### Provided information

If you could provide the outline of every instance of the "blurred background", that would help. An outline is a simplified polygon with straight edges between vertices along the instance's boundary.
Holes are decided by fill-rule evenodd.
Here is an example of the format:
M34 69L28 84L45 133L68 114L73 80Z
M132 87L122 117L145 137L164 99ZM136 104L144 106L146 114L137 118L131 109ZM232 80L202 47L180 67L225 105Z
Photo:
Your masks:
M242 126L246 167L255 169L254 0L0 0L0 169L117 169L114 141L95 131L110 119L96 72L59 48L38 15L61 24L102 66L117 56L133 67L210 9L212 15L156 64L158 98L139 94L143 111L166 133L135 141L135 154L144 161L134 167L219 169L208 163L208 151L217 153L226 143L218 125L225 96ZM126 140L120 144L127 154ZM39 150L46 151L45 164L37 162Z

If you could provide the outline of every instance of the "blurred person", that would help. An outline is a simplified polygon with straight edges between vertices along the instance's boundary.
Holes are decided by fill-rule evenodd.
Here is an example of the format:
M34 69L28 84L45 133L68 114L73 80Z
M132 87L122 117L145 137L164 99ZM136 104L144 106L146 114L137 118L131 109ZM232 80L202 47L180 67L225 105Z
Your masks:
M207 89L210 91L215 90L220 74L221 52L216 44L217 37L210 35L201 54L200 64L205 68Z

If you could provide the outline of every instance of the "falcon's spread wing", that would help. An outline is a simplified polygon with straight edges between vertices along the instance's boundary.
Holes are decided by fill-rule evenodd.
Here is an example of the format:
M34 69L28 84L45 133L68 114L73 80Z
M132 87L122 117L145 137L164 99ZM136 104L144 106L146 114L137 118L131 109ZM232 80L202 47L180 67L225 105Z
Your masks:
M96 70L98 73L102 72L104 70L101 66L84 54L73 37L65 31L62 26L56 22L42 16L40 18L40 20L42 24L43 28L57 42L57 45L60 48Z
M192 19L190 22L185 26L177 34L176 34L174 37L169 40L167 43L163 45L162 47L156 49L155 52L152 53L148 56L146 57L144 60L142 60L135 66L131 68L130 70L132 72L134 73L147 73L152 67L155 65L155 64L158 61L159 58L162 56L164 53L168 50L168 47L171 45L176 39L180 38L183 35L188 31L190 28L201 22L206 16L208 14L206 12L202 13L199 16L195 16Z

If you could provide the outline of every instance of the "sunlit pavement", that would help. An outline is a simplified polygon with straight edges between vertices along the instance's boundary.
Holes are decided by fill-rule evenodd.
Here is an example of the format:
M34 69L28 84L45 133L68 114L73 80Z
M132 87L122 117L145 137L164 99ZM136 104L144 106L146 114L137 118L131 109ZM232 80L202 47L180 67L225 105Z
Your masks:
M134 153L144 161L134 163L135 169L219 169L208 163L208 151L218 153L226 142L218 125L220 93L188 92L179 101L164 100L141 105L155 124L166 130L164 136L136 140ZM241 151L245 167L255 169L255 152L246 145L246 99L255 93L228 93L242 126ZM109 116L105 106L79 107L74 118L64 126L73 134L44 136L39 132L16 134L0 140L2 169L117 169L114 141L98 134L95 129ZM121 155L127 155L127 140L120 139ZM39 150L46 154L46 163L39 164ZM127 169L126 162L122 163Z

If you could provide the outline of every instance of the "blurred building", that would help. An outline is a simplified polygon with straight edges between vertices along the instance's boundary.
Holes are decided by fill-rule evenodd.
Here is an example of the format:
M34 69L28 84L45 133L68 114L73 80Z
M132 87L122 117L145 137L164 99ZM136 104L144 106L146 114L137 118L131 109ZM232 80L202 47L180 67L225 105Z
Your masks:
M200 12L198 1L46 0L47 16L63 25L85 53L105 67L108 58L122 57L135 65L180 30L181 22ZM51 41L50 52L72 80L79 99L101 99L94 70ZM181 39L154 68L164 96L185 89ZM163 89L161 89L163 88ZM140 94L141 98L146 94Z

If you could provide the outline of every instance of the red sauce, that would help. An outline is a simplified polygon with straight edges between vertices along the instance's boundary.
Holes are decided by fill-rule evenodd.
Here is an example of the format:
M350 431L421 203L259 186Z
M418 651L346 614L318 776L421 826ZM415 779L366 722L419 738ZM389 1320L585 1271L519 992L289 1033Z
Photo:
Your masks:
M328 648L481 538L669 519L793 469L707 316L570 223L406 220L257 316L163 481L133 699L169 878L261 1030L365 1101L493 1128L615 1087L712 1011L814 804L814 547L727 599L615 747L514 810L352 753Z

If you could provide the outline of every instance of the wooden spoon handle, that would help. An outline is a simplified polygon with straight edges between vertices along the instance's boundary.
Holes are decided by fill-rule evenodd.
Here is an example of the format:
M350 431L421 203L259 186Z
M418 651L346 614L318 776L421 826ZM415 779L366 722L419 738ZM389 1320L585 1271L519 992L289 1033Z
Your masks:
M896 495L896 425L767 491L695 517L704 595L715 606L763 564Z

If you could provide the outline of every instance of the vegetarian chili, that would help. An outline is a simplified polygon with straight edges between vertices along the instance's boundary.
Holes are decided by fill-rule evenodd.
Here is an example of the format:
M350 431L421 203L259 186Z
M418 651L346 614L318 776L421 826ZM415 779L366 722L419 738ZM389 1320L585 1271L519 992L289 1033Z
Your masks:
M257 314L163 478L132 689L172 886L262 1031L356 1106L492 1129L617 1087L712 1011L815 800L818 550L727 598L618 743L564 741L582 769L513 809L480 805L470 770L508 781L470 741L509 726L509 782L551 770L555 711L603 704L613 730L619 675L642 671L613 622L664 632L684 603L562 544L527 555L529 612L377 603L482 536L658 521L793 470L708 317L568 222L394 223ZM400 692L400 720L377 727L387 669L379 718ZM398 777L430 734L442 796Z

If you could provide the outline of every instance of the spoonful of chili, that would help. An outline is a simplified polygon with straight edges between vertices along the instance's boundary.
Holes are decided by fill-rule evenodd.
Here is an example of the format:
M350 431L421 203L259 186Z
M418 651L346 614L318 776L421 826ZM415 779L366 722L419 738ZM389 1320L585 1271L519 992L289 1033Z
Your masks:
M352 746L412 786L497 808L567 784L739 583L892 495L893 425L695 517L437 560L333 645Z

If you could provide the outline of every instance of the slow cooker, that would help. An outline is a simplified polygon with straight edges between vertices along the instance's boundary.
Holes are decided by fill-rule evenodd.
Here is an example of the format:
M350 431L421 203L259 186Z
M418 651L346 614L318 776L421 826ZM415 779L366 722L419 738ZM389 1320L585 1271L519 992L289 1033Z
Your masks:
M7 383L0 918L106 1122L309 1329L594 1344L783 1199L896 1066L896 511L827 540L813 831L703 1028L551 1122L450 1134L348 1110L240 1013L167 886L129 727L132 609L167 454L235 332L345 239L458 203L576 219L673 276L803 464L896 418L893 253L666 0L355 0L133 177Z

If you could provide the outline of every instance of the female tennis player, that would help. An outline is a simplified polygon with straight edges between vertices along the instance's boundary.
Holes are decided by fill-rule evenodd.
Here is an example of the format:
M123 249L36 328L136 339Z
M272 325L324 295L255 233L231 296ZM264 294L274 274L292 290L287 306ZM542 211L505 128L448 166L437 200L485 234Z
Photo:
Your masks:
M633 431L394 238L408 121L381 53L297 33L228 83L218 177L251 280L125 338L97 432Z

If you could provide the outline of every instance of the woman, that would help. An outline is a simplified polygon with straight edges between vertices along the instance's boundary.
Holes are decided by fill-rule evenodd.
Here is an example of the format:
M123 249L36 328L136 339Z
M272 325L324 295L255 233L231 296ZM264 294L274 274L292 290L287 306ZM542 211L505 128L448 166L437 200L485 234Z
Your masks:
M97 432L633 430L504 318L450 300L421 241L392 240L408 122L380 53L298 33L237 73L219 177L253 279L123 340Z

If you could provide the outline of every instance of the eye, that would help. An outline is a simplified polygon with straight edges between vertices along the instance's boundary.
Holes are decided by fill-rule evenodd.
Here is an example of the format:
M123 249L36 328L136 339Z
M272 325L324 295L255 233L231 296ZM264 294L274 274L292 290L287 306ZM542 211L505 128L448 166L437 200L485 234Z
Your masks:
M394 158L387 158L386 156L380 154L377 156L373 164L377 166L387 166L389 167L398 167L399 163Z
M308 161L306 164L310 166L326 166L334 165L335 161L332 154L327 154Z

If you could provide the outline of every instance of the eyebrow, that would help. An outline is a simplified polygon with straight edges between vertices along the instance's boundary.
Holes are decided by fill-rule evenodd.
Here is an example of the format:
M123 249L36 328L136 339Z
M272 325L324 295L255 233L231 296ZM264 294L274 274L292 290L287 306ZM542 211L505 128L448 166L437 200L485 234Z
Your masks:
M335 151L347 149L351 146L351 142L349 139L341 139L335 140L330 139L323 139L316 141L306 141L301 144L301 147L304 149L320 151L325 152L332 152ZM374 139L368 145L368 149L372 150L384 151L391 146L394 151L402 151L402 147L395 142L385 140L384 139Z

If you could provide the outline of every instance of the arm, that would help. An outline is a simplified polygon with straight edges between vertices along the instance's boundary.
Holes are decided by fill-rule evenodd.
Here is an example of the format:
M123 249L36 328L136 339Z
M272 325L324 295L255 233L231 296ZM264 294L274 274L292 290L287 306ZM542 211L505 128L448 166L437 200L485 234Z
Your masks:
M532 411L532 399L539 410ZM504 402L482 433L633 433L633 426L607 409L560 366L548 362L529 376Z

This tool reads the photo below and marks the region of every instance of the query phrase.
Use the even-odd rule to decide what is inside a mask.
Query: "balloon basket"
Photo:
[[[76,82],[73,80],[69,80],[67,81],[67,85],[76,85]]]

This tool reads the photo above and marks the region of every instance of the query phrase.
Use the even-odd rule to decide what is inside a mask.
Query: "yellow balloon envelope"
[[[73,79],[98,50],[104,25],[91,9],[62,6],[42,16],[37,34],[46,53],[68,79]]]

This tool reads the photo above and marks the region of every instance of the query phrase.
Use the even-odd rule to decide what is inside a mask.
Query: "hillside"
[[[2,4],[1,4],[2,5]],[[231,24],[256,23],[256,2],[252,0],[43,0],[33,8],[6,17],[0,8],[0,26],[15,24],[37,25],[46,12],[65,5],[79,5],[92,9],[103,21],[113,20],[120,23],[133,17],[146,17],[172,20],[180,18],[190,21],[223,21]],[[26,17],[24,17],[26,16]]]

### Exercise
Please reproduce the stretch of data from the start through the line containing "M207 89L210 91L215", swapping "that would help" for "that would be useful" and leaving everything else as it is.

### Exercise answer
If you could provide the outline of every instance of the "blurred background", that would be useful. An outline is a simplified polygon with straight edges between vertices along the instance's boundary.
Holes are decided by fill-rule evenodd.
Here is an example of the format:
M34 69L28 84L45 133L68 114L73 80Z
M132 87L122 117L145 137L164 99ZM136 104L144 106L146 114L137 118L131 109ZM232 80L202 47L180 67L225 105Z
Photo:
Your masks:
M242 126L246 167L255 169L254 0L0 0L0 169L117 169L114 141L95 131L110 119L96 72L59 48L38 15L61 24L102 66L117 56L133 67L210 9L212 15L156 64L158 98L139 94L143 111L166 133L135 141L135 154L144 161L134 167L219 169L208 163L208 151L217 153L226 143L218 125L225 96ZM126 140L120 144L127 154ZM39 150L46 151L45 164L37 162Z

If you could provide the outline of every instance of the "blurred person", that would be useful. An outline is a simplified polygon with straight edges between vertices along the instance's boundary.
Holes are decided by fill-rule evenodd.
Here is an example of the format:
M34 69L28 84L45 133L68 114L73 80Z
M132 87L122 117L145 137L164 99ZM136 104L144 106L146 114L137 118L131 109ZM232 80L202 47L180 67L225 105Z
Your masks:
M207 89L210 91L215 90L220 74L221 52L216 44L217 37L210 35L201 54L200 64L205 68Z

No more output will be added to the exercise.